START Text extract

Ali: Like, move and dance or [laughs] walk around? It’s like…
Jack: That’s sick.
Ali: Yeah, you can go in there and look at the little performance or you can go flick one of the guitar strings, and people are like, “Oh, cool,” but it’s, like, genuinely sort of dark and quiet in there.
Jack: I kind of want to go to this event. [Ali laughs] This kind of sounds great.
Ali: Yeah, this rules. [Janine laughs] I understand why they don't let other people in here. [laughs]
Jack: This— it’s not quite the same vibe as that time that I went to the chowder fest at the aquarium.
Ali: Wow.
Jack: But it had a similar vibe in that, like, the aquarium is this big space full of, like, individual chambers of various sizes with different little events happening in these different chambers.
Ali: Mm-hmm.
Jack: I feel like a party that has lots of rooms of different size and different function is just the bee’s knees. It’s my favorite kind of event. [Ali and Janine laugh]
Ali: I do have a question, the more we talk about this, is like, how many people do you think are here?
Jack: This is a good question. I was also wondering about this, because, on the one hand, it is just for, like, farmers and for people adjacent to farmers. I have to imagine that, like, lumberjacks are here or, like, shepherds are here or whatever.
Ali: Mm-hmm.
Jack: So, in theory—
Ali: We know alchemists are here.
Jack: We do know the alchemists are here.
Ali: Right.
Jack: And butchers are here, but…so, that wouldn't seem like a lot, but I have to imagine that Nievelmarch is pretty agrarian. I think that, like, you know, people need to eat. I'm sure that most families in Nievelmarch have someone who works in and around farms and the process of farming, right?
Ali: Mm-hmm.
Jack: You know, maybe not your dad, but maybe your cousin is like, oh yeah, my cousin has a load of geese. [Ali laughs]
Janine: And we have also, like, most of our Nievelmarch games focus around, like, craftspeople. Like, that’s a…
Ali: Mm-hmm.
Janine: It’s a big facet of the world that we’ve shown, so it feels like it’s a very industrious town in that way.
Jack: Yeah.
Janine: So it’s probably a lot of people, right?
Jack: Yeah. Definitely. And I think it has that kind of, like, that Hallmark movie thing as well, of like, in the way that we keep focusing on craftspeople and industrious people, of course there would be a party that was just all craftspeople and industrious people and would just be bumping.
Janine: Yeah.
Jack: All the time, like the Hallmark movie about ice sculptors where everyone is constantly talking about ice sculpture. [Janine and Ali laugh] It’s the hot new thing.
Ali: Perfect. Does anyone have a momentum idea jumping out at them?
Janine: What are the rules for spending momentum, again? Like, what’s— is there, like, a limit?
Ali: Yeah. So—
Janine: Okay.
Ali: [laughs] It’s weird, because you have so much momentum.
Janine: That’s why I'm like, surely I cannot…surely.
Ali: [reading] “To spend momentum, first describe the positive development you're pursuing and from whom. Up to two cards can be removed from your deck through community members during a festival. Any unspent momentum is wiped between years. A third card can be removed from your deck if you spend momentum making an ask of another player’s farmer attending the festival.” So yeah, you can only take three cards out, so you are gonna end up just wasting a lot of this. What I don't know is that, like, if you fail four of these at once, [laughs] right? Unless you— maybe you can spend the momentum by continuing to do card pulls?

END Text extract
START Data supplied

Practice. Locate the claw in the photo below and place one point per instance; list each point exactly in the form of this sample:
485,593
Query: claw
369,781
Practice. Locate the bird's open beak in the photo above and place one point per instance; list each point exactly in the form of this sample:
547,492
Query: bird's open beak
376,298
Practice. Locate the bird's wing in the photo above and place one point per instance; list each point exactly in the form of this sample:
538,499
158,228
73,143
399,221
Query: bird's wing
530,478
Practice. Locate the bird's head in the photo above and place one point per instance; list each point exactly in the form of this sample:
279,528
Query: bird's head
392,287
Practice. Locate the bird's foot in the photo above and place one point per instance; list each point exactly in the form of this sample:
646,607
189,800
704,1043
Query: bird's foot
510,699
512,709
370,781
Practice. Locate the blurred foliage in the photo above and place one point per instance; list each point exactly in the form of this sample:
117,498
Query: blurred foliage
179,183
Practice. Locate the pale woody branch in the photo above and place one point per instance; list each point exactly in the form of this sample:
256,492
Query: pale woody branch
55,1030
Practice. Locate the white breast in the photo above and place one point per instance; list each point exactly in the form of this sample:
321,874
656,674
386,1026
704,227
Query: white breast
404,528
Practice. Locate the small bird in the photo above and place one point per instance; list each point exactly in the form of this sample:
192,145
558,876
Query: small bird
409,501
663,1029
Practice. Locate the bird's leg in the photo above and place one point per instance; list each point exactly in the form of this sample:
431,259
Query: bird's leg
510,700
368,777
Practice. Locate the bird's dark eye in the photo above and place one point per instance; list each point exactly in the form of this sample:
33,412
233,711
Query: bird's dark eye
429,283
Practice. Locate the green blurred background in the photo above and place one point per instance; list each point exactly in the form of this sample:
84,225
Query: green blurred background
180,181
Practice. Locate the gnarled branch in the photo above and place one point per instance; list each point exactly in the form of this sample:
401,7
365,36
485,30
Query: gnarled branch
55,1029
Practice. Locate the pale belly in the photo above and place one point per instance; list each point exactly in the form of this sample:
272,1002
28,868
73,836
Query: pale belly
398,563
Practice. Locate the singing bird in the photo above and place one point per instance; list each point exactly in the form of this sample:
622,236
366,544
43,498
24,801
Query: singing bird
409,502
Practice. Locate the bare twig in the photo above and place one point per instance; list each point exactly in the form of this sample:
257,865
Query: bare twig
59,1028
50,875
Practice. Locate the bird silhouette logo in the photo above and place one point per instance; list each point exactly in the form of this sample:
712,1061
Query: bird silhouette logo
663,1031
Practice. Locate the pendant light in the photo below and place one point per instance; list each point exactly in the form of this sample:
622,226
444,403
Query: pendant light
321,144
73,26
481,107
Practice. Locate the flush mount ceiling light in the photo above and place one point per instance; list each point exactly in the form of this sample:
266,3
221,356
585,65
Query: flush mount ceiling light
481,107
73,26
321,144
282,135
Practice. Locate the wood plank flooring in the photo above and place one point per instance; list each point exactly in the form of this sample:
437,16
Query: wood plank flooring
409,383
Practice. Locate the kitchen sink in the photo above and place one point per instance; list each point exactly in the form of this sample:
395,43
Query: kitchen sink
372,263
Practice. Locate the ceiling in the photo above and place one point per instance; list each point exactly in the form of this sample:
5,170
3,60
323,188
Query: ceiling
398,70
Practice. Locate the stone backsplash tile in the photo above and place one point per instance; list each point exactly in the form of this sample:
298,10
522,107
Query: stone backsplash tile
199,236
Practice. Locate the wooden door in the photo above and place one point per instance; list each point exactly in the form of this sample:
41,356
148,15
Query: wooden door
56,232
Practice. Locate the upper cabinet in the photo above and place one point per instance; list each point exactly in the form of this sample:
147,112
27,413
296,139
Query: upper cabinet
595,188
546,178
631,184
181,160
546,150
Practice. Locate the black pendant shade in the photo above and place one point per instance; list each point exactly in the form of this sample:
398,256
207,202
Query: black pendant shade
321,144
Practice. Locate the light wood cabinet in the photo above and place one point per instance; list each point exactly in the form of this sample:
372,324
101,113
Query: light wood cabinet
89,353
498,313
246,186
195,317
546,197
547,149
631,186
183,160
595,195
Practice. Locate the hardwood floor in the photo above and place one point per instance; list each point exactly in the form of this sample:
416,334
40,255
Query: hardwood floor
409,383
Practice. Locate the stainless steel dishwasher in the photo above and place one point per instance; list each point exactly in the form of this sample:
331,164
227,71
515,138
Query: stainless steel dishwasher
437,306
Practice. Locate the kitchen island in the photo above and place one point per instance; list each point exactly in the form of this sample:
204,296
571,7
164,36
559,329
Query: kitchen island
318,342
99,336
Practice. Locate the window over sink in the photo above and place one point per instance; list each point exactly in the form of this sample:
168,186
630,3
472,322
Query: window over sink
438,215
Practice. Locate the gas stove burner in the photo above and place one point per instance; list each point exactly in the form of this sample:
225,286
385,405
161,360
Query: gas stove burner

END Data supplied

*Given request*. Carry on the Nievelmarch festival transcript, picking up right after its last line.

*Response*.
Janine: Yeah, because it’s not— it’s not saying you only get to attempt it three times, right?
Ali: Right, yeah.
Janine: They’re saying, like, you only get to do it three times.
Ali: Yeah. [reading] “If you lose, it costs an additional point of momentum of the same suit to try again. Deal cards off the deck to compare these new values. You may only need to win once to remove a card from your deck, not the majority of attempts made. You may try as many times as you have momentum for, but don't shuffle the cards back into your deck until you're finished making attempts. Ties count as losses.” Okay, yeah. So, you could— if you wanted to talk to that mushroom farmer to get social progress and you keep drawing— if you draw, like, three fails, if you get a win on that fourth one, you will have won, and you can spend all five of those points, I think, to do it that way. Yeah. But I don't know that, like, if you failed with her, that it’s worth it to be like, “Okay, I'm gonna start a different social scene and do another couple of draws with somebody else.” I think you just, like, continue on that one until you win.
Janine: Yeah, it’s rerolls. It’s do-over hour.
Ali: Yeah, yeah. Okay, cool.
Janine: Okay.
Ali: Yeah.
Jack: I—
Ali: I— yeah, oh, go ahead, please.
Jack: I think I have an idea for one, but if you wanted to go first, that’s totally okay.
Ali: No, I was about to say that I don't have any ideas, so I would love for you… [laughs]
Jack: I would like to talk to a witch, because I can't grow anything on my farm, and I'm looking for some advice.
Janine: Can I play the witch?
Jack: Janine, always. [Janine chuckles] Do we just get to talking? Or like, do you think I have sought you out? Or rather, what is the witch doing here? Why have you come to this party?
Janine: Because the witch is a tradesperson.
Jack: Okay. What’s your trade? Curses? [laughs quietly]
Janine: Curses and hexes and also, like, blessings and little, like, charms. Charms are, like, a big part of witch business. You cannot forget the charms.
Jack: Hmm.
Janine: Lots of things.
Jack: Are we seated next to each other at dinner? [laughs quietly]
Janine: I think the witch seats herself next to you at dinner.
Jack: Whoa! Wow.
Ali: [quietly] Wow.
Janine: She can smell a curse a mile off.
Jack (as Ern): Uh, could you— could you pass those scalloped potatoes?
Janine (as witch): Are you sure you want to be eating fruits of the earth, in your condition?
Jack (as Ern): Uh, I think you might have mistaken me for someone else. I'm sorry. I'm feeling fine.
Janine (as witch): Are you?
Jack (as Ern): Shit, am I?
Janine (as witch): You don't seem to be feeling fine to me.
Jack (as Ern): Fuck.
Jack: Complete spiral.
Ali: [quietly] I love this lady. [laughs]
Jack (as Ern): Who— who are you?
Janine (as witch): I’m—
Jack (as Ern): Wait, should I not be eating fruits of the earth?
Janine (as witch): I think it would aggravate your condition somewhat. Could be a matter of opinion. Not everyone would agree with me necessarily.
Janine: I'm trying to think of a facecast for this lady, and I'm coming up empty.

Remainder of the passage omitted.